## What the task requires:
Starting at the line containing "(format x=6, y=30)" and ending at the line containing "x=155, y=43", reproduce the data with "flood water" replaced by "floodwater" and every other character left unchanged.

Collected data:

═══

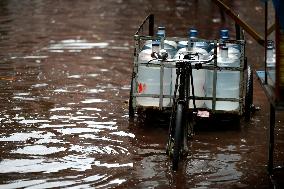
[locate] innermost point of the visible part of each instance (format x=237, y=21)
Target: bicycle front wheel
x=178, y=135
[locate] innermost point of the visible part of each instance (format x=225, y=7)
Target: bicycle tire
x=178, y=136
x=249, y=93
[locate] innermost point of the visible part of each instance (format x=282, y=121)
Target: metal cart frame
x=139, y=38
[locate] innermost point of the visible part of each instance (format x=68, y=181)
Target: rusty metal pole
x=265, y=42
x=151, y=25
x=240, y=22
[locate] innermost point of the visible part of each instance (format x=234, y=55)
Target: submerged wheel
x=249, y=93
x=178, y=136
x=130, y=102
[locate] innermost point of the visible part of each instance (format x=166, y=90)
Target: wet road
x=65, y=69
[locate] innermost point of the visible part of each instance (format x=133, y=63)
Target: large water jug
x=168, y=45
x=198, y=75
x=270, y=61
x=192, y=34
x=227, y=84
x=148, y=79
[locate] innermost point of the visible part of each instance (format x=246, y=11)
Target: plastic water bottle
x=148, y=79
x=232, y=48
x=169, y=46
x=198, y=75
x=192, y=34
x=227, y=84
x=270, y=62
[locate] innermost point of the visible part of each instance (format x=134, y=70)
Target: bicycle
x=182, y=120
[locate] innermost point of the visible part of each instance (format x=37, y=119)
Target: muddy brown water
x=65, y=70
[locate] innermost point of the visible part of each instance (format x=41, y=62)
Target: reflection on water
x=64, y=77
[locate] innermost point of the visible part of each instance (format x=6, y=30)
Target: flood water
x=65, y=68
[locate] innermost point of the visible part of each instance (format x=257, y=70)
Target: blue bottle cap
x=160, y=34
x=224, y=34
x=161, y=28
x=192, y=33
x=155, y=43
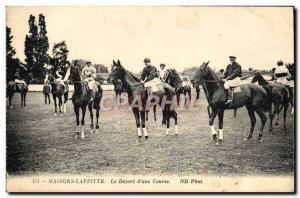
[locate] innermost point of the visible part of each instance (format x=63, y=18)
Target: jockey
x=221, y=73
x=282, y=74
x=17, y=76
x=89, y=75
x=150, y=76
x=231, y=77
x=162, y=71
x=48, y=72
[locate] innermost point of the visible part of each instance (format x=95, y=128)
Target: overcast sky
x=177, y=36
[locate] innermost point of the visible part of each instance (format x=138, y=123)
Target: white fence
x=33, y=88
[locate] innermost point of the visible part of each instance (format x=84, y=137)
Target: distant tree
x=59, y=56
x=36, y=47
x=11, y=62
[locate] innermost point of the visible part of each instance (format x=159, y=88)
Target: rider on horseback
x=231, y=77
x=18, y=76
x=89, y=75
x=150, y=76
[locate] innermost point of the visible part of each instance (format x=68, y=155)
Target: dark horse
x=82, y=99
x=252, y=96
x=278, y=95
x=174, y=80
x=59, y=91
x=13, y=87
x=137, y=97
x=46, y=92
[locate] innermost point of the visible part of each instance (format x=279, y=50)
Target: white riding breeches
x=232, y=83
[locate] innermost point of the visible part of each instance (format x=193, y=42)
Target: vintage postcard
x=150, y=99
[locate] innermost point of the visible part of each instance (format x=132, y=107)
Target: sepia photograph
x=150, y=99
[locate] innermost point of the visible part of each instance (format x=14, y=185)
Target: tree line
x=36, y=54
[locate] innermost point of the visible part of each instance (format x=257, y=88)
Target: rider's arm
x=57, y=73
x=237, y=71
x=225, y=75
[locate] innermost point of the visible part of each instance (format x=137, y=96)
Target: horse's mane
x=213, y=74
x=133, y=75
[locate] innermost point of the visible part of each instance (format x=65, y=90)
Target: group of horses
x=257, y=97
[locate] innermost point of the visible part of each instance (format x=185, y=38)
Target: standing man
x=89, y=75
x=231, y=77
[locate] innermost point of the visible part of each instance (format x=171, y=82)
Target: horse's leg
x=60, y=104
x=221, y=116
x=49, y=99
x=278, y=112
x=144, y=125
x=252, y=119
x=83, y=109
x=76, y=109
x=92, y=116
x=271, y=118
x=284, y=115
x=175, y=119
x=178, y=98
x=167, y=122
x=211, y=125
x=25, y=93
x=263, y=119
x=164, y=118
x=137, y=120
x=291, y=99
x=97, y=117
x=55, y=104
x=154, y=112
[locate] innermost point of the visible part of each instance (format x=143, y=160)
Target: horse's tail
x=97, y=100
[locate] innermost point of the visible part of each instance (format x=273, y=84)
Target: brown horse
x=13, y=87
x=252, y=96
x=278, y=95
x=46, y=92
x=60, y=92
x=138, y=98
x=82, y=99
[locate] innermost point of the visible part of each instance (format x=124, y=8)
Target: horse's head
x=200, y=75
x=117, y=72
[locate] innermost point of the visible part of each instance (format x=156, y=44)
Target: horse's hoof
x=215, y=138
x=140, y=139
x=270, y=130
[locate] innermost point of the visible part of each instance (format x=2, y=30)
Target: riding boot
x=92, y=95
x=229, y=95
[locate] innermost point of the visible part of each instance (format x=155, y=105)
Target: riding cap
x=147, y=60
x=280, y=62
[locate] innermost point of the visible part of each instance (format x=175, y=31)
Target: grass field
x=39, y=142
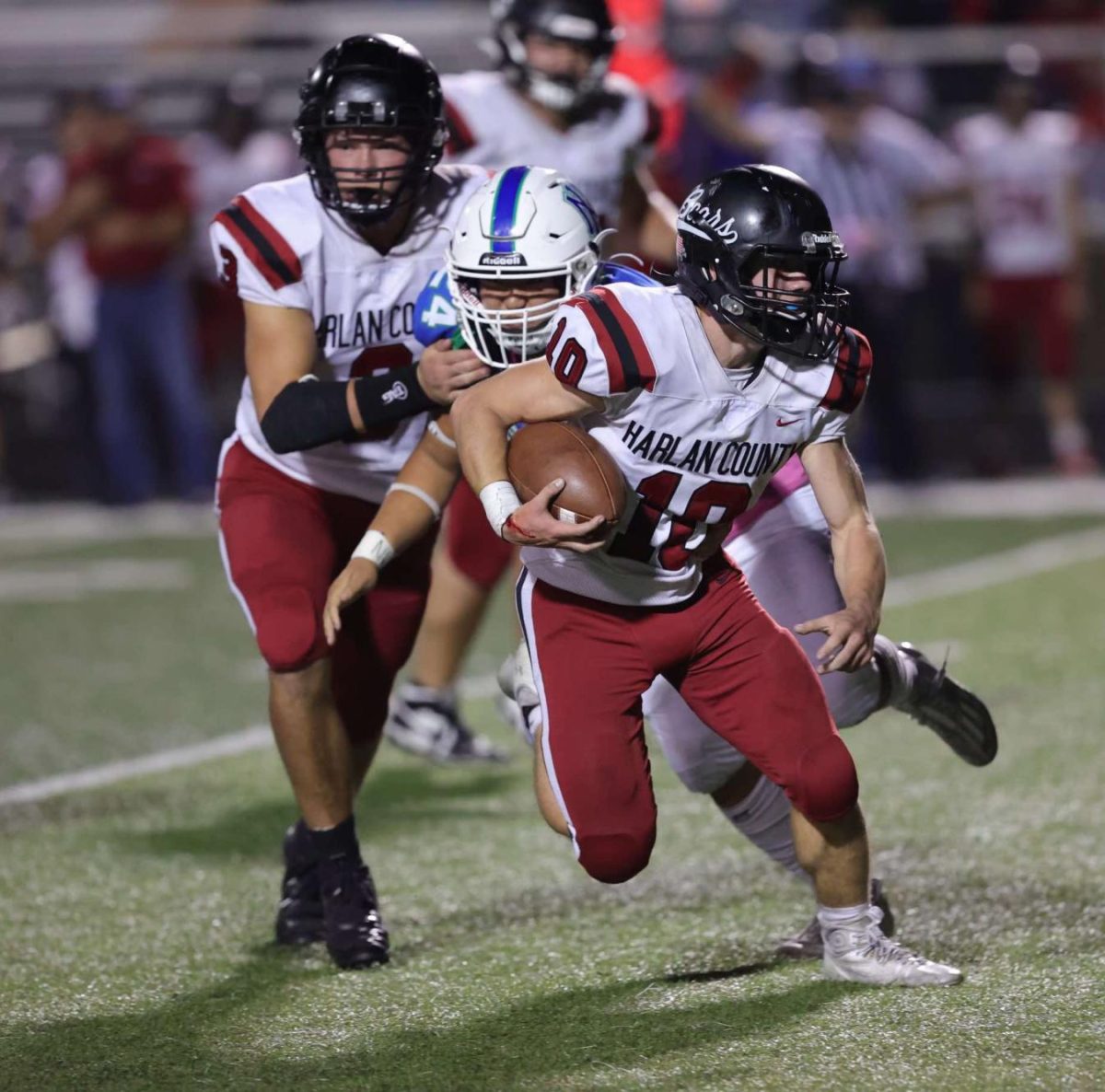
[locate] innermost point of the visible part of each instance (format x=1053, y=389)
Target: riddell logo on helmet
x=705, y=216
x=811, y=240
x=502, y=260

═══

## Correct result:
[locate] innermost point of the visible part of each instance (format x=6, y=30)
Target: floodwater
x=65, y=68
[locate] innermost point of the visible part of each instance (format x=257, y=70)
Target: blue bottle cap
x=160, y=34
x=224, y=34
x=161, y=28
x=192, y=33
x=155, y=43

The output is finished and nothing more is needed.